- Opening Delimiter -

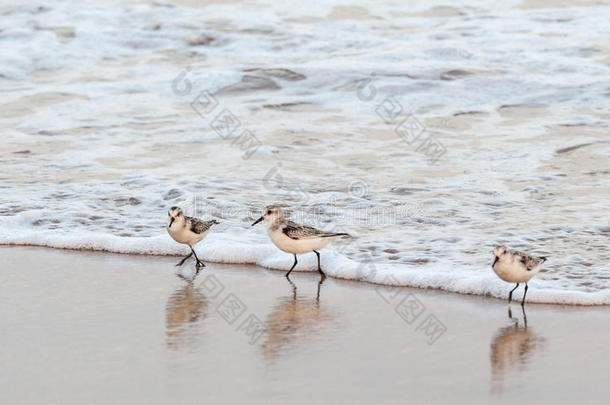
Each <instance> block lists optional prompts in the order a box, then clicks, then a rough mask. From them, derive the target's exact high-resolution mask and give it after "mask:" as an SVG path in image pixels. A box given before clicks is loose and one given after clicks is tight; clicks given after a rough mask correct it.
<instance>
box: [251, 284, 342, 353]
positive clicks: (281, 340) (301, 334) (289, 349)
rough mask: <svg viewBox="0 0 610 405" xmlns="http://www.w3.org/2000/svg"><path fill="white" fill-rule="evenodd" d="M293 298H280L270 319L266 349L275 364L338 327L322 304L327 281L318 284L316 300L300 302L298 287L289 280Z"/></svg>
mask: <svg viewBox="0 0 610 405" xmlns="http://www.w3.org/2000/svg"><path fill="white" fill-rule="evenodd" d="M287 280H288V283H289V284H290V286H291V289H292V294H290V296H288V297H280V298H279V302H278V303H277V304H276V305H275V306H274V307H273V309H272V311H271V313H269V315H268V316H267V319H266V325H267V329H266V336H265V341H264V342H263V345H262V350H263V355H264V357H265V358H266V359H267V360H269V361H273V360H274V359H275V358H277V356H279V355H281V354H283V353H285V352H288V351H290V349H292V348H295V347H298V346H300V345H303V344H306V343H307V342H308V341H310V342H311V341H313V340H314V339H315V338H317V337H320V336H321V335H322V334H323V333H324V332H325V330H327V329H329V327H332V325H333V324H334V323H333V322H332V321H333V318H334V317H333V315H332V313H331V311H329V310H327V309H326V308H325V307H324V305H323V304H322V303H321V301H322V300H321V299H320V289H321V287H322V284H323V283H324V280H325V279H324V278H322V279H321V280H320V281H319V282H318V290H317V294H316V298H315V299H313V298H298V297H297V286H296V284H294V283H293V282H292V280H290V278H287Z"/></svg>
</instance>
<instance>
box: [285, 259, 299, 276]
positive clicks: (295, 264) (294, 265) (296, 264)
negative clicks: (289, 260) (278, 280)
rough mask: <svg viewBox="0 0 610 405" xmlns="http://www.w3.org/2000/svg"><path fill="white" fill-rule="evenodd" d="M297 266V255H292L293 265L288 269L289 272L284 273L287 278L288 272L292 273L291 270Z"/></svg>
mask: <svg viewBox="0 0 610 405" xmlns="http://www.w3.org/2000/svg"><path fill="white" fill-rule="evenodd" d="M296 265H297V255H296V254H295V255H294V264H293V265H292V267H291V268H290V270H288V273H286V277H288V276H289V275H290V272H291V271H292V269H294V267H295V266H296Z"/></svg>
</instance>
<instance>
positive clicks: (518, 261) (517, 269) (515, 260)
mask: <svg viewBox="0 0 610 405" xmlns="http://www.w3.org/2000/svg"><path fill="white" fill-rule="evenodd" d="M493 254H494V256H495V259H494V262H493V264H492V265H491V267H492V268H493V269H494V272H495V273H496V274H497V275H498V277H500V278H501V279H502V280H504V281H507V282H509V283H517V285H516V286H515V288H513V289H512V290H511V291H510V293H509V294H508V303H509V304H510V302H511V300H512V299H513V291H515V290H516V289H517V288H518V287H519V284H520V283H525V292H524V293H523V299H522V300H521V305H522V306H523V305H525V296H526V295H527V288H528V287H527V282H528V281H529V280H530V279H531V278H532V277H534V276H535V275H536V273H538V272H539V271H540V267H541V265H542V263H544V262H545V261H546V259H547V258H546V257H535V256H531V255H528V254H526V253H523V252H519V251H516V250H509V249H508V248H507V247H506V246H496V247H495V248H494V251H493Z"/></svg>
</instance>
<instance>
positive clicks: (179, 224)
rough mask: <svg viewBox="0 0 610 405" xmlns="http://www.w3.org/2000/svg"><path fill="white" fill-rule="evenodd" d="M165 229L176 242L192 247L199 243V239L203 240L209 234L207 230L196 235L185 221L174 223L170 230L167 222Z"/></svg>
mask: <svg viewBox="0 0 610 405" xmlns="http://www.w3.org/2000/svg"><path fill="white" fill-rule="evenodd" d="M166 229H167V233H169V235H170V236H171V237H172V238H173V239H174V240H175V241H176V242H178V243H184V244H186V245H190V246H194V245H195V244H196V243H198V242H199V241H201V239H203V238H204V237H205V236H206V235H207V233H208V232H209V230H208V231H206V232H203V233H200V234H196V233H195V232H193V231H191V230H190V228H189V226H188V224H187V223H186V221H180V222H179V221H174V223H173V224H172V226H171V228H170V227H169V222H168V226H166Z"/></svg>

- Closing Delimiter -

EXERCISE GOAL: Write out all the entries again, word for word, and print no images.

REPLY:
Each <instance> block lists optional prompts in the order a box, then clicks, then a rough mask. From them, derive the target's exact high-resolution mask and give it after "mask:" as an SVG path in image pixels. A box given before clicks is loose and one given after clicks is tight; clicks given after a rough mask correct it.
<instance>
box: [251, 284, 342, 353]
positive clicks: (281, 340) (301, 334) (289, 349)
rough mask: <svg viewBox="0 0 610 405" xmlns="http://www.w3.org/2000/svg"><path fill="white" fill-rule="evenodd" d="M293 298H280L270 319L266 349L275 364L338 327L322 304L327 281L318 284L316 300L300 302L298 287L289 280Z"/></svg>
mask: <svg viewBox="0 0 610 405" xmlns="http://www.w3.org/2000/svg"><path fill="white" fill-rule="evenodd" d="M287 280H288V283H289V284H290V286H291V289H292V294H290V296H288V297H280V298H279V302H278V303H277V304H276V305H275V306H274V307H273V309H272V311H271V313H269V315H268V316H267V319H266V325H267V329H266V336H265V341H264V342H263V345H262V350H263V355H264V357H265V358H266V359H267V360H269V361H273V360H274V359H275V358H277V356H279V355H281V354H283V353H285V352H288V351H290V349H292V348H295V347H298V346H300V345H303V344H306V343H307V342H308V341H310V342H311V341H313V340H314V339H315V338H317V337H320V336H321V335H322V334H323V333H324V332H325V330H327V329H329V327H332V325H333V324H334V323H333V322H332V321H333V318H334V317H333V315H332V313H331V311H329V310H327V309H326V308H325V307H324V305H323V304H322V303H321V301H322V300H321V299H320V289H321V287H322V284H323V283H324V280H325V279H324V278H322V279H321V280H320V281H319V282H318V290H317V294H316V298H315V299H313V298H298V297H297V286H296V284H294V283H293V282H292V280H290V278H287Z"/></svg>
</instance>
<instance>
box: [285, 259, 299, 276]
positive clicks: (295, 264) (294, 265) (296, 264)
negative clicks: (289, 260) (278, 280)
rough mask: <svg viewBox="0 0 610 405" xmlns="http://www.w3.org/2000/svg"><path fill="white" fill-rule="evenodd" d="M297 266V255H292L293 265L288 269L289 272L284 273L287 278L288 272L292 273L291 270Z"/></svg>
mask: <svg viewBox="0 0 610 405" xmlns="http://www.w3.org/2000/svg"><path fill="white" fill-rule="evenodd" d="M296 265H297V255H296V254H295V255H294V264H293V265H292V267H291V268H290V270H288V273H286V277H288V276H289V275H290V272H291V271H292V269H294V267H295V266H296Z"/></svg>
</instance>
<instance>
positive clicks: (518, 261) (517, 269) (515, 260)
mask: <svg viewBox="0 0 610 405" xmlns="http://www.w3.org/2000/svg"><path fill="white" fill-rule="evenodd" d="M493 254H494V256H495V259H494V262H493V264H492V265H491V267H492V268H493V269H494V272H495V273H496V274H497V275H498V277H500V278H501V279H502V280H504V281H507V282H509V283H517V285H516V286H515V288H513V289H512V290H511V291H510V293H509V294H508V303H509V304H510V302H511V300H512V299H513V291H515V290H516V289H517V288H518V287H519V284H520V283H525V292H524V293H523V299H522V300H521V305H522V306H523V305H525V296H526V295H527V288H528V287H527V282H528V281H529V280H530V279H531V278H532V277H534V276H535V275H536V273H538V272H539V271H540V267H541V265H542V263H544V262H545V261H546V259H547V258H546V257H535V256H531V255H528V254H526V253H523V252H519V251H516V250H509V249H508V248H507V247H506V246H496V247H495V248H494V251H493Z"/></svg>
</instance>
<instance>
positive clicks: (179, 224)
rough mask: <svg viewBox="0 0 610 405" xmlns="http://www.w3.org/2000/svg"><path fill="white" fill-rule="evenodd" d="M165 229L176 242L192 247L199 243V239L203 240L209 234L207 230L196 235L185 221L174 223L170 230L167 222Z"/></svg>
mask: <svg viewBox="0 0 610 405" xmlns="http://www.w3.org/2000/svg"><path fill="white" fill-rule="evenodd" d="M166 229H167V233H169V235H170V236H171V237H172V238H173V239H174V240H175V241H176V242H178V243H184V244H186V245H190V246H194V245H195V244H196V243H198V242H199V241H201V239H203V238H204V237H205V236H206V235H207V233H208V232H209V230H208V231H206V232H203V233H200V234H196V233H195V232H193V231H191V230H190V228H189V226H188V224H187V223H186V221H180V222H179V221H174V223H173V224H172V226H171V228H170V227H169V222H168V226H166Z"/></svg>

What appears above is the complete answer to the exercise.